▸ ACTIVITIES:
a – Reproduce everything in the RMS St Helena article from "The day starts" down to "and surprisingly comforting.".
b – Answer these questions using the RMS St Helena article:
(i) At about what time does the steward bring tea or coffee to the cabin?
(ii) What is the name of the ship's newsletter?
(iii) Where on board is Wi-Fi available?
───── DOCUMENT EXTRACT ─────
Life on the RMS St Helena

Until the opening of the airport on St Helena, this was the only way of reaching the remote island. 

Written by Tricia Hayne


Staffed largely by Saints, the RMS St Helena is relaxed and informal in atmosphere, with comfortable accommodation, a big sheltered sundeck, and enough space for you to chat or to while away the hours in peace.

The day starts with an early-morning cup of tea or coffee, brought to your cabin by the steward at around 07.00, along with the day’s copy of the Ocean Mail. The ship’s newsletter contains a list of the day’s planned activities, any practical information, and the suggested dress code for dinner (though not one that’s rigorously enforced). Then every day, at 12.30 prompt, the officer of the watch announces the latest news from the bridge, from the ship’s latest position and distance from land, to the state of the sea and the ocean depth, to the current speed in nautical miles and the estimated time of arrival. From a small vessel surrounded by endless miles of water, news of progress is somehow both interesting and surprisingly comforting.

Aside from films and videos shown through the day, there are organised games of bridge and Scrabble, as well as shuttleboard, quoits, cricket and darts. The main lounge has a surprisingly good library of novels and non-fiction books, and you’ll also find board games, crossword puzzles, jigsaws and sudokus on board. In the evening, you can expect plenty of light-hearted brain games, including a highly competitive quiz. And on the Cape Town leg of the journey, the captain’s cocktail party is considered a highlight, an opportunity to dress up for those who wish. 

Like many a cruise ship, the RMS takes food seriously; be warned! You can take breakfast and lunch in the dining room, where the menu is extensive, or in the sun lounge, which offers a lighter alternative and the option to eat on deck. Afternoon tea, with sandwiches and cake, fills any gap before dinner, a more formal meal served exclusively in the dining room. There are usually two sittings – which you select at the time of booking – and seating is often at designated tables. The service is excellent, and the menu – which changes daily and has plenty of vegetarian options – includes starters, soups, main courses, desserts and cheese or a savoury, so you’re unlikely to go hungry.

To counteract all that food, opportunities for exercise are limited. Those working out in the small gym are rewarded by what must be one of the best sea views to be had from a cycle machine. There’s a refreshing saltwater pool on deck, though you’d struggle to swim anywhere. And you could always run up and down the stairs…

Retail therapy is confined to a small shop, which combines souvenirs and presents with practical items such as sunscreen and toothpaste. There are a couple of bars on board, for which you can open a tab at the beginning of the voyage, and where you can buy duty-free goods before disembarking. There’s on-board internet access, with Wi-Fi in the two lounges, but prices are high, and blogging, for example, can clock up the pounds terrifyingly fast.

Out at sea, seals and whales may pass alongside, especially near Cape Town, while schools of dolphins are relatively common close to St Helena. Once out of sight of land, however, the most likely sighting is that of flying fish speeding away from the ship’s wake. Occasionally you’ll be accompanied by an ocean-going bird, and an unexpected splash towards the horizon may be all that alerts you to the presence of a whale, but these are a bonus. Otherwise it’s just you, the ship and up to 4,000m of water down to the sea bed.
───── EXERCISE DATA ─────
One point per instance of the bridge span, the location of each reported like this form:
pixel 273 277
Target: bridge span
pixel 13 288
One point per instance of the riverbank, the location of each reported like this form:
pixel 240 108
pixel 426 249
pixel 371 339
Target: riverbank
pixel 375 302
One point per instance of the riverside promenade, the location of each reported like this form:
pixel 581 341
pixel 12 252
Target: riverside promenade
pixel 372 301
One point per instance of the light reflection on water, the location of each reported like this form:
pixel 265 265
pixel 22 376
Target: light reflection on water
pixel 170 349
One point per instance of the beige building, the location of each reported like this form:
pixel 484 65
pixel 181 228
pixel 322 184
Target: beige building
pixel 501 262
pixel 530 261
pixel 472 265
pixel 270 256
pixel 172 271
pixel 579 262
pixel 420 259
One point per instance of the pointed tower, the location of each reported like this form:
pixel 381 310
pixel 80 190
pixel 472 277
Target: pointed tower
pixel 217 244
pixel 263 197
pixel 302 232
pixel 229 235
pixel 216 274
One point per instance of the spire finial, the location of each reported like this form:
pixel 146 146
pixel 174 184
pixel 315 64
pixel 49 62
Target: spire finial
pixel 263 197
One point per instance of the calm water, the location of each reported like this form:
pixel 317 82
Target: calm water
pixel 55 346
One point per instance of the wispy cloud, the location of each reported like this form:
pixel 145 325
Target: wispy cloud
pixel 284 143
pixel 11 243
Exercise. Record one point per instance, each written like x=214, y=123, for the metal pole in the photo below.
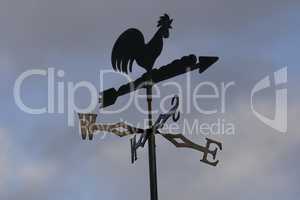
x=151, y=147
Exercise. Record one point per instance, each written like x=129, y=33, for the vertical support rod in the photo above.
x=151, y=146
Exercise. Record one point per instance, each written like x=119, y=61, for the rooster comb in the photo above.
x=165, y=21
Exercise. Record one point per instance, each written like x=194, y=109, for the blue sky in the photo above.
x=42, y=158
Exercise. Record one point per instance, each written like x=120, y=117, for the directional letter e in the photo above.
x=279, y=122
─────
▸ TASK-BY-TASK RESULTS:
a –
The day starts with an early-morning cup of tea or coffee, brought to your cabin by the steward at around 07.00, along with the day’s copy of the Ocean Mail. The ship’s newsletter contains a list of the day’s planned activities, any practical information, and the suggested dress code for dinner (though not one that’s rigorously enforced). Then every day, at 12.30 prompt, the officer of the watch announces the latest news from the bridge, from the ship’s latest position and distance from land, to the state of the sea and the ocean depth, to the current speed in nautical miles and the estimated time of arrival. From a small vessel surrounded by endless miles of water, news of progress is somehow both interesting and surprisingly comforting.

b –
(i) Around 07.00.
(ii) The Ocean Mail.
(iii) In the two lounges.